DOCUMENT EXTRACT:

The Queen’s Bench Division substantially granted the claimant Director of the Serious Fraud Office’s application for a declaration that documents generated by the defendant company during investigations by its solicitors and forensic accountants into its activities against the background of an ongoing criminal investigation were not subject to legal professional privilege. However, documents indicating or containing the factual evidence presented by a solicitor to the defendant’s committee and/or board attracted legal advice privilege.
Director of the Serious Fraud Office v Eurasian Natural Resources Corporation Ltd [2017] EWHC 1017 (QB)
Documents created during criminal investigation not legally privileged
In December 2010, the defendant company (ENRC) received an email containing allegations of corruption and finical wrongdoing within its wholly-owned subsidiary. It instructed solicitors to investigate the allegations made. In August 2011, the Serious Fraud Office (the SFO) contacted the ENRC, stating that it was not carrying out a criminal investigation ‘at this stage’, but indicating that an investigation was being used as an incentive to co-operate. On 19 August, ENRC contemplated that there would be adversarial litigation. In April 2013, the SFO commenced an investigation into the ENRC’s affairs. As part of the investigation, the SFO exercised its powers, pursuant to section 2(3) of the Criminal Justice Act 1987, and issued notices against various entities and individuals, including ENRC, to compel the production of documents. ENRC contended that four categories of documents were subject to litigation privilege (LP), legal advice privilege (LAP), including lawyers’ work product (WP), or both. The first category comprised solicitors’ notes of the evidence given to them by individuals when asked about the events being investigated (category 1). The second category comprised materials generated by forensic accountants as part of books and records reviews, with a focus on identifying controls and systems weaknesses, and potential improvements (category 2). The third category comprised documents indicating or containing the factual evidence presented by a solicitor to ENRC’s committee and/or board (category 3). The fourth category comprised 17 documents sent to the SFO by solicitors (category 4). Fifteen of the documents comprised forensic accountants’ reports and emails or letters enclosing them, such that the claimants stood or fell with category 2. Two documents were email communications between ENRC officers, one a Swiss lawyer, asserted to record requests for, and the giving of, legal advice. The Director applied for a declaration that the documents were not subject to legal professional privilege.

TASK OBJECTIVE: Continue the summary of the Serious Fraud Office privilege case past its last sentence.

SUPPLIED MATERIAL:

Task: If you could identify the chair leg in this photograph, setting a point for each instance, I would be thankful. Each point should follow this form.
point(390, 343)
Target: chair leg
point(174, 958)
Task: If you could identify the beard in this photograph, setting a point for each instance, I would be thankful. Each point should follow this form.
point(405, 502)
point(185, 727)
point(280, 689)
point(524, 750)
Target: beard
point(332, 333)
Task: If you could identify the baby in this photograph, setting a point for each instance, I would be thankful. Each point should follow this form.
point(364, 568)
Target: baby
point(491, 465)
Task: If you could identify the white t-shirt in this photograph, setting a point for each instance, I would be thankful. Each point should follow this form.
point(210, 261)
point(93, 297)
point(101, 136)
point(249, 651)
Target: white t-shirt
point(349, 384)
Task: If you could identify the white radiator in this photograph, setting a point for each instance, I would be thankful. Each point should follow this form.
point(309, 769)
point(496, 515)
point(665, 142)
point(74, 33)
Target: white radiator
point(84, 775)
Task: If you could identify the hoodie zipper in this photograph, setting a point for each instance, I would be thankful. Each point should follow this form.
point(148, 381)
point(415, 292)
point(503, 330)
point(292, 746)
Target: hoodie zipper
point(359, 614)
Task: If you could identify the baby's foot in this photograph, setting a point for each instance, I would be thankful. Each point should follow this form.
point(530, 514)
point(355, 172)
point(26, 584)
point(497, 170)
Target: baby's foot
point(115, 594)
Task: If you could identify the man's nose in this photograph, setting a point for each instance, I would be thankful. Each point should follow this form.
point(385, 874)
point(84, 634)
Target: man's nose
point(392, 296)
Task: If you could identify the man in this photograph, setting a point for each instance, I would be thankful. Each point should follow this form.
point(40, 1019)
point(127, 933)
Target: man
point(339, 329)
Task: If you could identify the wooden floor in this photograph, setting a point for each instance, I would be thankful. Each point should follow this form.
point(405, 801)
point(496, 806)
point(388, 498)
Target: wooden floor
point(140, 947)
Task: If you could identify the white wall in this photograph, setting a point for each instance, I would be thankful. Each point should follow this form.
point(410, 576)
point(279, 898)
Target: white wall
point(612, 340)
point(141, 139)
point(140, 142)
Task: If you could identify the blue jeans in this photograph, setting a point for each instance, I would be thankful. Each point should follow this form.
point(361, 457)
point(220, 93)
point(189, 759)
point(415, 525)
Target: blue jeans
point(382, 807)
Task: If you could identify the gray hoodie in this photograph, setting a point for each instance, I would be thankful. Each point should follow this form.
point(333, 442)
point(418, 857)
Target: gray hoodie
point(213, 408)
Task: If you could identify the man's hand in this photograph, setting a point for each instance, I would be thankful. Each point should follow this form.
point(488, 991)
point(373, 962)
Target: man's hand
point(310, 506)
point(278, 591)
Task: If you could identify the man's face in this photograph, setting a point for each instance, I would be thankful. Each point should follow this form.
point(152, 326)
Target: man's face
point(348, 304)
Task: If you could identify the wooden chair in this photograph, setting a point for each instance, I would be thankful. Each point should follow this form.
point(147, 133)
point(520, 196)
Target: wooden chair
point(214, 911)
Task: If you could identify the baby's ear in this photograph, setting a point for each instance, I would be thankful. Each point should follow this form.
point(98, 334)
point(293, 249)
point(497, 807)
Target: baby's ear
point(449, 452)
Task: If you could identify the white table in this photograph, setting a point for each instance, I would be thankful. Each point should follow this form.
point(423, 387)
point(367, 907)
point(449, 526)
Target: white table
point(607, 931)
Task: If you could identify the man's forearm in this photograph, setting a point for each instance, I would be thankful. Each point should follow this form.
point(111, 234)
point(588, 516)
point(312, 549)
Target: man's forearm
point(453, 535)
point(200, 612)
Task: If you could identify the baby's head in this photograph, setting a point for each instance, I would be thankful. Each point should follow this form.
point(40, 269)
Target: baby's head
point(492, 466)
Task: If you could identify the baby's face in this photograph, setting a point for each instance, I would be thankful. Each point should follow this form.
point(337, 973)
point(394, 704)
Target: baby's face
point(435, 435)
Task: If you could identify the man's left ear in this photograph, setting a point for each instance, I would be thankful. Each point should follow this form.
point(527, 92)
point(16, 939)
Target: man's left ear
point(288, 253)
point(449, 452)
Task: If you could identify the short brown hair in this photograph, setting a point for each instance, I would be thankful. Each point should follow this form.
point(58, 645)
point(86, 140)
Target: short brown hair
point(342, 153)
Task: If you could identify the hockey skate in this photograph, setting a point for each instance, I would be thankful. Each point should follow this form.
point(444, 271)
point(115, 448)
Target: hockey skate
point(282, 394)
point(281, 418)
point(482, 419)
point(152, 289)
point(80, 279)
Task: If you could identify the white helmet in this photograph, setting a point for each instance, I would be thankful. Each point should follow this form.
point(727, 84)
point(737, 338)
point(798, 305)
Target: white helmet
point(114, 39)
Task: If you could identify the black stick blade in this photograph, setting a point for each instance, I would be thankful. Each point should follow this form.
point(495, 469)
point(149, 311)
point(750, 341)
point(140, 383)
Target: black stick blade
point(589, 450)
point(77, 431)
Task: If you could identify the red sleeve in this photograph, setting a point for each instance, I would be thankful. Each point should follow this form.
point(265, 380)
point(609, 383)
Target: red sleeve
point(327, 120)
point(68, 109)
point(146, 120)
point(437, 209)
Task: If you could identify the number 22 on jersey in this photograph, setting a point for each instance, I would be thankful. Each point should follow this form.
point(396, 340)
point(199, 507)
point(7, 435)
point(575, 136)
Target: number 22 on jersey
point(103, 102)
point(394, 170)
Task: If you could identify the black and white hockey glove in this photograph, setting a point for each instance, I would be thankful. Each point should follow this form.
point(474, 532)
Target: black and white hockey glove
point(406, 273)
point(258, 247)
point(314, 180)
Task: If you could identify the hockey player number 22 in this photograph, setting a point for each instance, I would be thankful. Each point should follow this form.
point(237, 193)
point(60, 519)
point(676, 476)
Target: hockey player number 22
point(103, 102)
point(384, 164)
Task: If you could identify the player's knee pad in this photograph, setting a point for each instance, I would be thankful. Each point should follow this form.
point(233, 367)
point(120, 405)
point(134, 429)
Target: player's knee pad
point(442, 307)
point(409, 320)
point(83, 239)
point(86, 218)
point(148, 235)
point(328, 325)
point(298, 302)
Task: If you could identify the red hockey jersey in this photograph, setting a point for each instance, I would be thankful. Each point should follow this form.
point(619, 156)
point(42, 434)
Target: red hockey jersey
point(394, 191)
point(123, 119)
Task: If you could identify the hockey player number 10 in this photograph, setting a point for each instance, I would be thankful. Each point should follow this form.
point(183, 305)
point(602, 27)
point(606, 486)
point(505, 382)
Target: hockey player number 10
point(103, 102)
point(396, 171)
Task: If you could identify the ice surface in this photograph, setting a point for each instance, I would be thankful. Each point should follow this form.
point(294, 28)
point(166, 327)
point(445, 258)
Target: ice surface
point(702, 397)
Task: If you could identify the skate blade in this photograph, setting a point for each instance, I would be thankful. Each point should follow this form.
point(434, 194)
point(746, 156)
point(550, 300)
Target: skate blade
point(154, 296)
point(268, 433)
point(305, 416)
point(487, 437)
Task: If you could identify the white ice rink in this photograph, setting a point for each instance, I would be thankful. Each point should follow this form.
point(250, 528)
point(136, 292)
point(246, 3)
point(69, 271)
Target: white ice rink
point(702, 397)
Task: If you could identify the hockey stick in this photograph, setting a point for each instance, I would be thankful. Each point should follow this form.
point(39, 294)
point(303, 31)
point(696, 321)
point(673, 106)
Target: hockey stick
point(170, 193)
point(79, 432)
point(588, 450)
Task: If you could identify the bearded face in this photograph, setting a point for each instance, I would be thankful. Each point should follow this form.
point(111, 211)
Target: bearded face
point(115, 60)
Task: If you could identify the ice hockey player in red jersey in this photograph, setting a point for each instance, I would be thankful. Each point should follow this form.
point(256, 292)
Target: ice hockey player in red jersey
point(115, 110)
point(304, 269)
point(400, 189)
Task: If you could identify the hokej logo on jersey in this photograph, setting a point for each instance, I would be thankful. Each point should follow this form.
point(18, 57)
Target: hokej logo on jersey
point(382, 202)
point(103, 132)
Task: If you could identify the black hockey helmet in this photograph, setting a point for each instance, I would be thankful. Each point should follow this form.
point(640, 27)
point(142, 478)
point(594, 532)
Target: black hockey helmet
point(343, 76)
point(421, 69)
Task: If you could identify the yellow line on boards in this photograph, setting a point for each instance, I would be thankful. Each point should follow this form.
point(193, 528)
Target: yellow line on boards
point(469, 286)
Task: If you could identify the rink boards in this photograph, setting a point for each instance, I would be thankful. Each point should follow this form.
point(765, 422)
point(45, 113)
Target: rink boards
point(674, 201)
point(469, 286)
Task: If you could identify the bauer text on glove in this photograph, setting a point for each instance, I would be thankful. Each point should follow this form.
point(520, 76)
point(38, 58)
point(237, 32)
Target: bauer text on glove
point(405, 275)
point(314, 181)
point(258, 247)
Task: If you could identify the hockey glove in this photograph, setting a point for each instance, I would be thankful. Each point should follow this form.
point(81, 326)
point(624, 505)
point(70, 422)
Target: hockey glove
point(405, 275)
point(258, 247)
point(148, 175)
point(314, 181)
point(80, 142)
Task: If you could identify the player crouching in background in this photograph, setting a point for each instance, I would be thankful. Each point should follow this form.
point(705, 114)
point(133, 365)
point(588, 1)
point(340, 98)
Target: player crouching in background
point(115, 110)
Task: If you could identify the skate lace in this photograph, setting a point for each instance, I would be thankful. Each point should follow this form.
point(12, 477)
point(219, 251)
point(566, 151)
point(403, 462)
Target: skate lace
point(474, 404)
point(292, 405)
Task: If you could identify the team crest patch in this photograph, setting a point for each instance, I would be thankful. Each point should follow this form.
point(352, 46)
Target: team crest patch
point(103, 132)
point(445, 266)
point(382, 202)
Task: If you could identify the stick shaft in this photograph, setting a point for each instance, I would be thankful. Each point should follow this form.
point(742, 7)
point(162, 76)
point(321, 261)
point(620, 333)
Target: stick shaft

EXPECTED OUTPUT:
The issues for determination were whether ENRC was entitled to resist production of the documents, or any of them, to the SFO on grounds of: (i) LP and (ii) LAP.
The court ruled:
(1) With respect to LP, the general trend had been towards strictly confining, rather than extending its ambit. It followed from the rationale underlying the privilege that, if a document was created with the express purpose of showing it to the prospective adversary, or with the intention or understanding that it would be shown to him, it could not be subject to LP. It might be subject to obligations of confidentiality, but they would arise for other reasons. LP did not extend to third-party documents created in order to obtain legal advice as to how best to avoid contemplated litigation, even if that entailed seeking to settle the dispute before proceedings were issued.
Further, a criminal investigation by the SFO should not be treated as adversarial litigation for LP purposes. An SFO investigation was a preliminary step taken, and generally completed, before any decision to prosecute was taken in accordance with published guidance after consideration of the results of the investigation. The policy that justified LP did not extend to enabling a party to protect itself from having to disclose documents to an investigator. Documents that were generated at a time when there was no more than a general apprehension of future litigation could not be protected by LP just because an investigation was, or was believed to be, imminent. The reasonable contemplation of a criminal investigation did not necessarily equate to the reasonable contemplation of a prosecution. The investigation and the inception of a prosecution could not be characterised as part and parcel of one continuous amorphous process, so that the reasonable expectation of the one necessarily involved the reasonable contemplation of the other. There might be cases in which an expectation of an investigation could be equated with a reasonable contemplation that the person with that expectation would be prosecuted, but that would depend on the facts. It was always possible that a prosecution might ensure, depending on what the investigation uncovered, but unless the person who anticipated the investigation was aware of circumstances that, once discovered, made a prosecution likely, it could not be established that, just because there was a real risk of an investigation, there was also a real risk of prosecution. The question whether the person anticipating a criminal investigation also contemplated that prosecution was likely, though not more likely than not, to follow the investigation, rather than just possible, therefore had to be considered on a case-by-case basis.
Whist a party did not need to have carried out a detailed investigation in order to appreciate that there was a problem which made criminal prosecution a realistic proposition, it would still be necessary to show that a party knew that there was a problem, regardless of what the investigation might uncover or, alternatively, that the problem emerged in the course of the investigation.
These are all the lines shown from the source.